_Task instructions_.
Convert every one of the records below into a two-column CSV with the columns "text" and "answer", one row per record. Put each value in a single double-quoted field, and replace any line breaks with spaces.

Data listing:

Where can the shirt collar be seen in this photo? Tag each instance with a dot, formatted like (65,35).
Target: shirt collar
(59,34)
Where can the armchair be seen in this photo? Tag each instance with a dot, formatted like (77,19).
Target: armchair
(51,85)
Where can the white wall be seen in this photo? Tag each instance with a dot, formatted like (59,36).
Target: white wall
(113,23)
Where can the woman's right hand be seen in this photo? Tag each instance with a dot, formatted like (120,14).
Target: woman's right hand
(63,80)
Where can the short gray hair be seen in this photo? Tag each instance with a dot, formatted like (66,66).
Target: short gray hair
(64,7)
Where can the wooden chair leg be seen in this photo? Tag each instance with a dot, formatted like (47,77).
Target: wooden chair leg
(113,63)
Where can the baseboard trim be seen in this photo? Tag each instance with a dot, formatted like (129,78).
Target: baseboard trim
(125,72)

_Finished task_.
text,answer
"Where can the shirt collar be seen in this photo? Tag each instance with a dot, formatted like (65,35). Target: shirt collar","(59,34)"
"Where can the armchair be seen in this photo? Tag each instance with a dot, formatted like (77,19). Target: armchair","(51,85)"
"Where can the white wall be seen in this photo? Tag each instance with a dot, formatted like (59,36). Target: white wall","(113,23)"
"Where can the woman's right hand be seen in this photo? Tag each instance with a dot, formatted like (120,14). Target: woman's right hand","(63,80)"
"Where can the short gray hair be seen in this photo? Tag each instance with a dot, formatted like (66,66). Target: short gray hair","(64,7)"
"Where can the wooden chair leg be seen in this photo? Tag each instance with a dot, formatted like (47,77). Target: wooden chair leg","(113,63)"
"Where can the baseboard trim be seen in this photo? Tag each instance with a dot, formatted like (129,78). Target: baseboard trim","(125,72)"